* [INPUT DATA]
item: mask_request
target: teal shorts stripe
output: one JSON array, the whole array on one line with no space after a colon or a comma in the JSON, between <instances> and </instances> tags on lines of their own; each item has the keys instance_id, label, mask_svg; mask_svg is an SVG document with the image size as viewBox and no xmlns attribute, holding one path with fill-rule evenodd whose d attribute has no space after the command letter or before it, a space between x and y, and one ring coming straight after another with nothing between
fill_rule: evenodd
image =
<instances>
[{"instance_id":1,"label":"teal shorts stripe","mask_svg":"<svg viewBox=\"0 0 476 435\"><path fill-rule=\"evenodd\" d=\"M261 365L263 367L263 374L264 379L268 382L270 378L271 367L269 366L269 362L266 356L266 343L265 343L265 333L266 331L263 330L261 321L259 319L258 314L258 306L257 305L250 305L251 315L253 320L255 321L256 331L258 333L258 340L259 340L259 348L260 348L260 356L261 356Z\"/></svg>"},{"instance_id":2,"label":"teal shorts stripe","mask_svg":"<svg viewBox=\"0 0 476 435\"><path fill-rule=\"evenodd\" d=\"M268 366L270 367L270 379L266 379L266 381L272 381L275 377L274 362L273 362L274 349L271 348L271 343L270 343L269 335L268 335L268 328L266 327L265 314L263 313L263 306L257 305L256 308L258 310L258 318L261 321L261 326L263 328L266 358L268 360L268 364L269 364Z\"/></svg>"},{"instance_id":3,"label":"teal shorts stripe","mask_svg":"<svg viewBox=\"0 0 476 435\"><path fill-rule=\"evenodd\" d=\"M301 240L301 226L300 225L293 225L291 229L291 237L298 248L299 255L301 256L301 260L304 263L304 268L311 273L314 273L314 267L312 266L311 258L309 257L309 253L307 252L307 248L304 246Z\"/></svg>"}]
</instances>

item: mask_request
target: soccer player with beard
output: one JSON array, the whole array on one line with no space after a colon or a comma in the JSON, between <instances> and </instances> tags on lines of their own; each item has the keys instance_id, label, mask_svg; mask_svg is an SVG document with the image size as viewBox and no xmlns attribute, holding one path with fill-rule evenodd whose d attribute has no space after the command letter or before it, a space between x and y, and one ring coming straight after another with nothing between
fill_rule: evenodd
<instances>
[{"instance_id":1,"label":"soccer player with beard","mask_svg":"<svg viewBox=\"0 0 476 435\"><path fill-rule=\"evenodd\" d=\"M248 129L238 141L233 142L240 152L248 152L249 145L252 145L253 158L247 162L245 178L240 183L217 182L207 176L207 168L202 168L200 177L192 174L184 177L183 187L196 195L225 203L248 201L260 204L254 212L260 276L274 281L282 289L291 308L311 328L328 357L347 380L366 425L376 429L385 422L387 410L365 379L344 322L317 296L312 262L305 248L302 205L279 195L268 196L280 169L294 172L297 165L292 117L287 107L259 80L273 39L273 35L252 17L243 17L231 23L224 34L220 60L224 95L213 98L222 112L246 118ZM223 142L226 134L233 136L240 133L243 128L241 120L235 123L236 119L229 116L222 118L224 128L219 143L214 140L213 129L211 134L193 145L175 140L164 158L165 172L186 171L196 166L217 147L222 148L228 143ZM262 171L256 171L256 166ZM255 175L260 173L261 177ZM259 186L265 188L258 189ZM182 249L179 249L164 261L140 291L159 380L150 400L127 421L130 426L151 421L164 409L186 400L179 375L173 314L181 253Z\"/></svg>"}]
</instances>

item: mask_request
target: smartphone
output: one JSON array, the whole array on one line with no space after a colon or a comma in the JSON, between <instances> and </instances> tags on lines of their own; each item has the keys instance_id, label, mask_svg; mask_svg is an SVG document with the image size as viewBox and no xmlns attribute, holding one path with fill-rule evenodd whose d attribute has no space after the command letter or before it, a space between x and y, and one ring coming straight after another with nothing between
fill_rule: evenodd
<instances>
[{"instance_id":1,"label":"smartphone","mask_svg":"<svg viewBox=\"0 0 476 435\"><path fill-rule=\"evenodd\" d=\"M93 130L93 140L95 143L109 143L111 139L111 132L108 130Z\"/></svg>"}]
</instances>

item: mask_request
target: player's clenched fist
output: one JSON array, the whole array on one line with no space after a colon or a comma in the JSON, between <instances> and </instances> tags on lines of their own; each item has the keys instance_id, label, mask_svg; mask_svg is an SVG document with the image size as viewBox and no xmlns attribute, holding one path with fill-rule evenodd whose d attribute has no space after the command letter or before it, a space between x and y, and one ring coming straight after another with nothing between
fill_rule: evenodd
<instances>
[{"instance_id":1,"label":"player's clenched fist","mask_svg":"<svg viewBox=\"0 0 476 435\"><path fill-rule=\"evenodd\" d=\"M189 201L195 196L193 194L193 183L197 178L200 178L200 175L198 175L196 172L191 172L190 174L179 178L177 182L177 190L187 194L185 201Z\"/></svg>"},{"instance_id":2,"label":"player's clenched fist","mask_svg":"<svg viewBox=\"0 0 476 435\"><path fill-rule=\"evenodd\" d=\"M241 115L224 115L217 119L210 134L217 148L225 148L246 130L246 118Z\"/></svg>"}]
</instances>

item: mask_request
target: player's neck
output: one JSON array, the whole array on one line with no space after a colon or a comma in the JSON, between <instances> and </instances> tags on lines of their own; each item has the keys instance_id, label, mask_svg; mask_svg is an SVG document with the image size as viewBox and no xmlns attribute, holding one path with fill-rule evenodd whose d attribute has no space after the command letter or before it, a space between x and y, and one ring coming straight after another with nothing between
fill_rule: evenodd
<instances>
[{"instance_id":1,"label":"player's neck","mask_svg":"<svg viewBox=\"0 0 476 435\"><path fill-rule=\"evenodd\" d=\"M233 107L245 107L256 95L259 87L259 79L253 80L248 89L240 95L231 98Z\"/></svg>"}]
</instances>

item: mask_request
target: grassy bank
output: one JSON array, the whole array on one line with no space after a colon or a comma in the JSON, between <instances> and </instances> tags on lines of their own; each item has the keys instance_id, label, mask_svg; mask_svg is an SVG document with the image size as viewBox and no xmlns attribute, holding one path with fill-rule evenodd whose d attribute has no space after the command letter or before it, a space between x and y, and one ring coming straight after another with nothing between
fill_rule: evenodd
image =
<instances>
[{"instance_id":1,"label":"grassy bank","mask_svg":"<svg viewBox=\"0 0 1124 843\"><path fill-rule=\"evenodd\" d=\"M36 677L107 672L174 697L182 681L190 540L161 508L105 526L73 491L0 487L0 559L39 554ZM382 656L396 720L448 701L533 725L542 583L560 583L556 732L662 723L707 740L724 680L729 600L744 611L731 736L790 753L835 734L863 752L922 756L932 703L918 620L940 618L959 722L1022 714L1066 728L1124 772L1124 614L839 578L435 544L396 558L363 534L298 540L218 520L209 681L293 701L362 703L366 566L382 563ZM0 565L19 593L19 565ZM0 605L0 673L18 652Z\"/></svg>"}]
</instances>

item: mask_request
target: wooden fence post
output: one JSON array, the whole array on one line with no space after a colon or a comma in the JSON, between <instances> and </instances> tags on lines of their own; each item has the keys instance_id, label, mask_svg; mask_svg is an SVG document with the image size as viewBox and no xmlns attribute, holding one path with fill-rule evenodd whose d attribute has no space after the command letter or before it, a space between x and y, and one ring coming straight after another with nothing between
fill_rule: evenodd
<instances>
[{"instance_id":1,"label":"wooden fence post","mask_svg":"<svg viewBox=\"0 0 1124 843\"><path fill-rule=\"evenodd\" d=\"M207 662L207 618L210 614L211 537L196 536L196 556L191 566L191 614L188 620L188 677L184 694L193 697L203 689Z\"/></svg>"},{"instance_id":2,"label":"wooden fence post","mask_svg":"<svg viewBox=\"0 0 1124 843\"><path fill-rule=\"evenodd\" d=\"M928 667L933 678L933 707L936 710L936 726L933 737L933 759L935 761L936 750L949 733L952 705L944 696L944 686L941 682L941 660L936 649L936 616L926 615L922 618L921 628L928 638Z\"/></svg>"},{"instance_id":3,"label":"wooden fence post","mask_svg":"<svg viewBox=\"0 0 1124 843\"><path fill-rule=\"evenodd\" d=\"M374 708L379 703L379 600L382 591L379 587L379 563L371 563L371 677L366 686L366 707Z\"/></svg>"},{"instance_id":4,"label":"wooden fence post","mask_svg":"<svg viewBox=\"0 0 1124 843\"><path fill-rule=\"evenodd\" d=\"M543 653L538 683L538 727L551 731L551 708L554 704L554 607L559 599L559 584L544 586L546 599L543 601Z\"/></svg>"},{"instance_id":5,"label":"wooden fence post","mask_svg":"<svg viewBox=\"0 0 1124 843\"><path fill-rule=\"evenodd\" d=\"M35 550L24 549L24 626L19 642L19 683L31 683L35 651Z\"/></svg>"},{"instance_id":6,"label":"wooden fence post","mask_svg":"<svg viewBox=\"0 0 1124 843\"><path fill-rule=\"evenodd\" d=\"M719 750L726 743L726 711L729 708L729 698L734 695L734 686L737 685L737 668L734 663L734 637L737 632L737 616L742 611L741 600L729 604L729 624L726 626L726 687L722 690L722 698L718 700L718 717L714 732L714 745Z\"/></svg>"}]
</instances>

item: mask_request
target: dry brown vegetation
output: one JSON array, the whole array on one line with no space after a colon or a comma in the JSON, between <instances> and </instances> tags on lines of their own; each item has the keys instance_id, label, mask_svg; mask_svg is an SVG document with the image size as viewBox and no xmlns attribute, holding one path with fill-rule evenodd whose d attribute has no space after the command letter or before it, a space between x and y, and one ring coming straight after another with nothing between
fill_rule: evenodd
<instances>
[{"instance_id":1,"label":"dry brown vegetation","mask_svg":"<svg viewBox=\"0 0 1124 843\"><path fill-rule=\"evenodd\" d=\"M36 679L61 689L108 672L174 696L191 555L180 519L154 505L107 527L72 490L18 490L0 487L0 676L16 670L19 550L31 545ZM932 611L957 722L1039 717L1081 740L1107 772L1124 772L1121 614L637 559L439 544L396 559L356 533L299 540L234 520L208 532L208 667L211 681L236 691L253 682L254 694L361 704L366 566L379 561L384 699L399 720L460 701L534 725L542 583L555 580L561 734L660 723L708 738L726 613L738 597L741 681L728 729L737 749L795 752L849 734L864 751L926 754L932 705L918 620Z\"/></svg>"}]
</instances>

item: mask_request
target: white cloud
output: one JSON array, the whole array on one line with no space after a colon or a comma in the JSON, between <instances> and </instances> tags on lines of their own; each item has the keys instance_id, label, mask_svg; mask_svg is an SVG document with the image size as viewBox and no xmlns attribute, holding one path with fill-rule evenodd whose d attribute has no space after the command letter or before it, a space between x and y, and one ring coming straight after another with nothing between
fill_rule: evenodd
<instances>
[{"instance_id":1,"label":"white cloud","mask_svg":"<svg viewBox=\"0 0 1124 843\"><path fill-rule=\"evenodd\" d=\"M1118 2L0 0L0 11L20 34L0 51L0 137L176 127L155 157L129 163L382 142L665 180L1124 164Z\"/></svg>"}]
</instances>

* [SHORT TASK] How many of the lines above contain the string "target"? Reply with the number alone.

* [WRITTEN REPLY] 9